» **Task to carry out**
Convert every line of the material below into a numbered list, leaving out any blank lines.

» **Data to use**
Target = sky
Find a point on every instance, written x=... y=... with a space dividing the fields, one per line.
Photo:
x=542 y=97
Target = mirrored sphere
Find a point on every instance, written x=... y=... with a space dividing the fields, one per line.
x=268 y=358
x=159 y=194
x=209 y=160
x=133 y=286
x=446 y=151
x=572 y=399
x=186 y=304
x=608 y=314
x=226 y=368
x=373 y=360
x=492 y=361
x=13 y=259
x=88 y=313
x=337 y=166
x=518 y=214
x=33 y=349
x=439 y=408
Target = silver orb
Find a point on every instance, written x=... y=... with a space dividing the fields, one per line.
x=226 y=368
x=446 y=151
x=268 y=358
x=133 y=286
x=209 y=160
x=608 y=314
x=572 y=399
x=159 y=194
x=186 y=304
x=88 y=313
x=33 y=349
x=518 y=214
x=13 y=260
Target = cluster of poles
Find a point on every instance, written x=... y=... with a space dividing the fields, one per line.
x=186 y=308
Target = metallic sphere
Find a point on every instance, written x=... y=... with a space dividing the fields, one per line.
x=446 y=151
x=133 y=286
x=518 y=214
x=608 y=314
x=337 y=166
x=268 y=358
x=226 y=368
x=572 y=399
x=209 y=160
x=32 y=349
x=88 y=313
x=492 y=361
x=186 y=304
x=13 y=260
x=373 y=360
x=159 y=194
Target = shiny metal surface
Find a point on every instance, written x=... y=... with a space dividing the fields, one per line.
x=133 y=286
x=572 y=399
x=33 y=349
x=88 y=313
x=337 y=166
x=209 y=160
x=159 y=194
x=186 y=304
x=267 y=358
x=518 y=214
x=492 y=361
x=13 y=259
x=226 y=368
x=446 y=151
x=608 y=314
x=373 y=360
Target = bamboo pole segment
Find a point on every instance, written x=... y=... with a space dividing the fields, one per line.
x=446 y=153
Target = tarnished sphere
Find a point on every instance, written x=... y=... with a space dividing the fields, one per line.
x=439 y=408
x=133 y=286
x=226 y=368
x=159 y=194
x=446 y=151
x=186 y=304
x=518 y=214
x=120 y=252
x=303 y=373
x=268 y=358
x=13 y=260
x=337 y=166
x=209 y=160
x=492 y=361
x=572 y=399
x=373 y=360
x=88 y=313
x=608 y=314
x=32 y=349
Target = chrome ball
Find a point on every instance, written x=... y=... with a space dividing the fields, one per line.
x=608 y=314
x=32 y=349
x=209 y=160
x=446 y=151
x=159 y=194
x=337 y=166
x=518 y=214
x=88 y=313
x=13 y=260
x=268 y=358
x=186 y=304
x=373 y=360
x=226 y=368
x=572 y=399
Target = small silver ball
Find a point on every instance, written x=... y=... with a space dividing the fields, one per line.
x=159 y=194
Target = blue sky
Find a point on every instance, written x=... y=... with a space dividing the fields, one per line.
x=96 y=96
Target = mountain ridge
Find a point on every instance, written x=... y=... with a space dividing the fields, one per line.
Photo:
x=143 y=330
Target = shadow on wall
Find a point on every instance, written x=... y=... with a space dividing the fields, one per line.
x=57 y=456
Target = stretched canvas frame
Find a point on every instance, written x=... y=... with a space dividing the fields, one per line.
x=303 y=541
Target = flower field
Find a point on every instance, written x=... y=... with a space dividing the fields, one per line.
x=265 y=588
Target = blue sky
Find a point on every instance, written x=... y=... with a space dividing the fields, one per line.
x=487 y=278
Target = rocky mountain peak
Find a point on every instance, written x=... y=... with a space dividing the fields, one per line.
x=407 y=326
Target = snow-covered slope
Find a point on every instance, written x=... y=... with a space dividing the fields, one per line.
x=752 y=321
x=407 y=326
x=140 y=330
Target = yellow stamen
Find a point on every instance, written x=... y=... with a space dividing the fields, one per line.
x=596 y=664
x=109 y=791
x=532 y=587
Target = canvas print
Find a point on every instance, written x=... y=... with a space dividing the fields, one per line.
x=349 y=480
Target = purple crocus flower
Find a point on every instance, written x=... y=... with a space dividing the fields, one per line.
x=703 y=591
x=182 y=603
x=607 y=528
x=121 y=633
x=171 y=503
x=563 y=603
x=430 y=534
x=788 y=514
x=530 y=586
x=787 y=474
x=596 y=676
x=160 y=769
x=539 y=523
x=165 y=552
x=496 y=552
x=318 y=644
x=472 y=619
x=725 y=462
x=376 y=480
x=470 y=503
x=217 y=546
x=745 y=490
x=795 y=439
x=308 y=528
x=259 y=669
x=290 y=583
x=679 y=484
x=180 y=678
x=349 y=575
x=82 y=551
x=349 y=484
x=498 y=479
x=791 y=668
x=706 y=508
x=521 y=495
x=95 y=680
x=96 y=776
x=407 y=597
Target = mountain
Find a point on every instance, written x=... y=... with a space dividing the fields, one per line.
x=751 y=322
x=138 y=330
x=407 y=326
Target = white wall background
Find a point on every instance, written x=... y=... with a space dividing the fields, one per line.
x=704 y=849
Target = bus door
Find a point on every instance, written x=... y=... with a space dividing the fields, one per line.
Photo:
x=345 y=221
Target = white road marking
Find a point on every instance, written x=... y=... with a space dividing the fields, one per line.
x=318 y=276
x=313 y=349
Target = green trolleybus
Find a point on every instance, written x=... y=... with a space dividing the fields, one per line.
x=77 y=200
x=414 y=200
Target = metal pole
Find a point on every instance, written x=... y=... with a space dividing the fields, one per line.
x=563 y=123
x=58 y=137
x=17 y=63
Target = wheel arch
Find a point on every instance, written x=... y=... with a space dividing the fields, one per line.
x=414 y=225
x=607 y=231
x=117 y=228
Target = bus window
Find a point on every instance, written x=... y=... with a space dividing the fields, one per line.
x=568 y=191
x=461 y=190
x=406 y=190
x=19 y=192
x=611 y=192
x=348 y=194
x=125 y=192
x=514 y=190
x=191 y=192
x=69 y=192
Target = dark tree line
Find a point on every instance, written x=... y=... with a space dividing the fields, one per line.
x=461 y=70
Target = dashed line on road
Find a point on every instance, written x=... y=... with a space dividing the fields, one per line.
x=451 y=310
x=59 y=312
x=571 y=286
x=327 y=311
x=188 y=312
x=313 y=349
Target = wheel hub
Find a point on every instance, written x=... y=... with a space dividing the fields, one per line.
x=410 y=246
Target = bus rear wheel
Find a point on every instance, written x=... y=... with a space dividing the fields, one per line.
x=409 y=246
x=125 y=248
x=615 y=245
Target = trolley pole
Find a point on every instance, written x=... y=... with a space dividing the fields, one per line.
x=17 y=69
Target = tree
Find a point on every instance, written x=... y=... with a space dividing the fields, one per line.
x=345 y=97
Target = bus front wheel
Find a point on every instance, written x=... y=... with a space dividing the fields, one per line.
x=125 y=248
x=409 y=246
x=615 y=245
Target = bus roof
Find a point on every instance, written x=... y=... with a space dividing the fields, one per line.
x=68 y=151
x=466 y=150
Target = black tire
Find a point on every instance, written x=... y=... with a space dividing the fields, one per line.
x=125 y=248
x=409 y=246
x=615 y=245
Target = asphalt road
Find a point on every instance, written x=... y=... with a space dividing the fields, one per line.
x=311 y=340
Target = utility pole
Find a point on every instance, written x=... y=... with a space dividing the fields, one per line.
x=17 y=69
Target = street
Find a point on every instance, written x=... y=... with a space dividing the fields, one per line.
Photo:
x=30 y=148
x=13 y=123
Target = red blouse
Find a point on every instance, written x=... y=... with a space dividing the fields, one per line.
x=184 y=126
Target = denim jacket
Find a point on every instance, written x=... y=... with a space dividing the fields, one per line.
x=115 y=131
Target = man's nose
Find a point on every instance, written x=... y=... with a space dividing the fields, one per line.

» **Worked solution**
1. Target = sky
2. Find a point on every instance, written x=... y=... with a space dividing the fields, one per line.
3. Photo:
4. x=542 y=97
5. Target = mirrored sphere
6. Find a point on every instance, written x=... y=... with a space dividing the fields, one per line.
7. x=268 y=358
8. x=159 y=194
9. x=209 y=160
10. x=133 y=286
11. x=446 y=151
12. x=572 y=399
13. x=186 y=304
14. x=608 y=314
15. x=226 y=368
16. x=373 y=360
17. x=492 y=361
18. x=13 y=259
19. x=88 y=313
20. x=337 y=166
21. x=518 y=214
22. x=33 y=349
23. x=439 y=408
24. Target = silver orb
25. Find a point on every instance, written x=... y=... with a space dividing the fields, one per line.
26. x=226 y=368
27. x=446 y=151
28. x=268 y=358
29. x=133 y=286
30. x=209 y=160
31. x=608 y=314
32. x=572 y=399
33. x=159 y=194
34. x=186 y=304
35. x=88 y=313
36. x=33 y=349
37. x=518 y=214
38. x=13 y=260
39. Target = cluster of poles
40. Find a point on every instance, written x=... y=... with a space dividing the fields, one per line.
41. x=186 y=308
42. Target = metallic sphere
43. Find a point on every instance, written x=... y=... with a space dividing the fields, one per line.
44. x=446 y=151
45. x=133 y=286
46. x=518 y=214
47. x=608 y=314
48. x=337 y=166
49. x=268 y=358
50. x=226 y=368
51. x=572 y=399
52. x=209 y=160
53. x=32 y=349
54. x=88 y=313
55. x=492 y=361
56. x=186 y=304
57. x=13 y=260
58. x=373 y=360
59. x=159 y=194
60. Target = shiny metal surface
61. Find a point on every instance, written x=... y=... with a space dividing the fields, one per line.
62. x=133 y=286
63. x=572 y=399
64. x=33 y=349
65. x=88 y=313
66. x=337 y=166
67. x=209 y=160
68. x=159 y=194
69. x=186 y=304
70. x=267 y=358
71. x=518 y=214
72. x=492 y=361
73. x=13 y=259
74. x=226 y=368
75. x=446 y=151
76. x=608 y=314
77. x=373 y=360
78. Target = bamboo pole segment
79. Find a point on every instance, written x=... y=... with a space dividing the fields, one per line.
80. x=446 y=153
81. Target = tarnished sphere
82. Find a point on every instance, written x=... y=... with a space dividing the fields, one per line.
83. x=439 y=408
84. x=133 y=286
85. x=226 y=368
86. x=159 y=194
87. x=446 y=151
88. x=186 y=304
89. x=518 y=214
90. x=120 y=252
91. x=303 y=373
92. x=268 y=358
93. x=13 y=260
94. x=337 y=166
95. x=209 y=160
96. x=492 y=361
97. x=572 y=399
98. x=373 y=360
99. x=88 y=313
100. x=608 y=314
101. x=32 y=349
102. Target = chrome ball
103. Find a point on every instance, written x=... y=... with a space dividing the fields, one per line.
104. x=608 y=314
105. x=32 y=349
106. x=209 y=160
107. x=446 y=151
108. x=159 y=194
109. x=337 y=166
110. x=518 y=214
111. x=88 y=313
112. x=13 y=260
113. x=268 y=358
114. x=186 y=304
115. x=373 y=360
116. x=226 y=368
117. x=572 y=399
118. Target = small silver ball
119. Find a point on every instance, written x=... y=... with a space dividing the fields, one per line.
120. x=159 y=194
121. Target = blue sky
122. Find a point on every instance, written x=... y=... with a space dividing the fields, one per line.
123. x=96 y=96
124. Target = mountain ridge
125. Find a point on every instance, written x=... y=... with a space dividing the fields, one per line.
126. Photo:
127. x=143 y=330
128. Target = shadow on wall
129. Find a point on every instance, written x=... y=... with a space dividing the fields, one per line.
130. x=57 y=456
131. Target = stretched canvas frame
132. Find a point on every instance, written x=... y=... with a space dividing the fields, one per line.
133. x=303 y=541
134. Target = flower field
135. Find a point on every instance, written x=... y=... with a space dividing the fields, one per line.
136. x=265 y=588
137. Target = blue sky
138. Find a point on every instance, written x=... y=... with a space dividing the fields, one per line.
139. x=487 y=278
140. Target = rocky mountain peak
141. Find a point on every instance, written x=... y=... with a space dividing the fields, one per line.
142. x=407 y=326
143. Target = snow-covered slope
144. Find a point on every instance, written x=... y=... with a space dividing the fields, one per line.
145. x=752 y=321
146. x=407 y=326
147. x=140 y=330
148. Target = yellow stamen
149. Find a point on every instance, written x=... y=... with a space dividing the fields, one per line.
150. x=596 y=664
151. x=109 y=791
152. x=532 y=587
153. Target = canvas print
154. Find a point on every instance, written x=... y=... with a space dividing the fields, one per line.
155. x=349 y=480
156. Target = purple crocus flower
157. Find a point on every instance, written x=... y=... with a space dividing the fields, one per line.
158. x=703 y=591
159. x=182 y=603
160. x=607 y=528
161. x=121 y=633
162. x=171 y=503
163. x=563 y=603
164. x=430 y=534
165. x=788 y=514
166. x=530 y=586
167. x=787 y=474
168. x=596 y=676
169. x=160 y=769
170. x=539 y=523
171. x=165 y=552
172. x=496 y=552
173. x=318 y=644
174. x=472 y=619
175. x=725 y=462
176. x=376 y=480
177. x=470 y=503
178. x=217 y=546
179. x=745 y=490
180. x=795 y=439
181. x=308 y=528
182. x=259 y=669
183. x=290 y=583
184. x=679 y=484
185. x=180 y=678
186. x=349 y=575
187. x=82 y=551
188. x=349 y=484
189. x=498 y=479
190. x=791 y=668
191. x=706 y=508
192. x=521 y=495
193. x=95 y=680
194. x=96 y=776
195. x=407 y=597
196. Target = mountain
197. Find a point on every instance, written x=... y=... with a space dividing the fields, one per line.
198. x=751 y=322
199. x=138 y=330
200. x=407 y=326
201. Target = white wall background
202. Find a point on every instance, written x=... y=... with a space dividing the fields, one per line.
203. x=704 y=849
204. Target = bus door
205. Find a point on every instance, written x=... y=... with a space dividing the fields, one per line.
206. Photo:
207. x=345 y=221
208. Target = white road marking
209. Find a point on every instance, written x=... y=... with a space dividing the fields, one per line.
210. x=318 y=276
211. x=313 y=349
212. Target = green trolleybus
213. Find a point on every instance, written x=... y=... with a space dividing the fields, one per line.
214. x=77 y=200
215. x=414 y=200
216. Target = metal pole
217. Find a point on every instance, written x=... y=... with a space dividing the fields, one per line.
218. x=563 y=123
219. x=58 y=137
220. x=17 y=63
221. Target = wheel arch
222. Find a point on every instance, written x=... y=... with a space dividing the fields, one per line.
223. x=414 y=225
224. x=607 y=231
225. x=117 y=228
226. Target = bus window
227. Find a point on every instance, written x=... y=... with a space dividing the fields, one per line.
228. x=568 y=191
229. x=461 y=190
230. x=406 y=190
231. x=19 y=192
232. x=611 y=192
233. x=348 y=194
234. x=125 y=192
235. x=514 y=190
236. x=191 y=192
237. x=69 y=192
238. Target = dark tree line
239. Find a point on every instance, written x=... y=... with a space dividing the fields, one per line.
240. x=461 y=70
241. Target = dashed line on road
242. Find a point on every instance, written x=... y=... with a space dividing the fields, one per line.
243. x=451 y=310
244. x=59 y=312
245. x=571 y=286
246. x=327 y=311
247. x=188 y=312
248. x=313 y=349
249. Target = wheel hub
250. Find a point on every instance, written x=... y=... with a space dividing the fields, one per line.
251. x=410 y=246
252. Target = bus rear wheel
253. Find a point on every instance, written x=... y=... with a space dividing the fields, one per line.
254. x=409 y=246
255. x=125 y=248
256. x=615 y=245
257. Target = trolley pole
258. Find a point on every instance, written x=... y=... with a space dividing the fields, one per line.
259. x=17 y=69
260. Target = tree
261. Find a point on every instance, written x=... y=... with a space dividing the fields, one per line.
262. x=345 y=97
263. Target = bus front wheel
264. Find a point on every instance, written x=... y=... with a space dividing the fields, one per line.
265. x=125 y=248
266. x=409 y=246
267. x=615 y=245
268. Target = bus roof
269. Find a point on every instance, written x=... y=... with a space dividing the fields, one per line.
270. x=68 y=151
271. x=466 y=150
272. Target = black tire
273. Find a point on every instance, written x=... y=... with a space dividing the fields, one per line.
274. x=125 y=248
275. x=409 y=246
276. x=615 y=245
277. Target = asphalt road
278. Find a point on every instance, written x=... y=... with a space dividing the fields, one per line.
279. x=311 y=340
280. Target = utility pole
281. Find a point on every instance, written x=... y=... with a space dividing the fields, one per line.
282. x=17 y=69
283. Target = street
284. Find a point on every instance, written x=... y=... with a space dividing the fields, one per line.
285. Photo:
286. x=30 y=148
287. x=13 y=123
288. Target = red blouse
289. Find a point on every instance, written x=... y=... with a space dividing the fields, one per line.
290. x=184 y=126
291. Target = denim jacket
292. Find a point on every instance, written x=... y=... with a space dividing the fields, one per line.
293. x=115 y=131
294. Target = man's nose
295. Find a point on every instance, written x=... y=... with a space dividing the fields, one per line.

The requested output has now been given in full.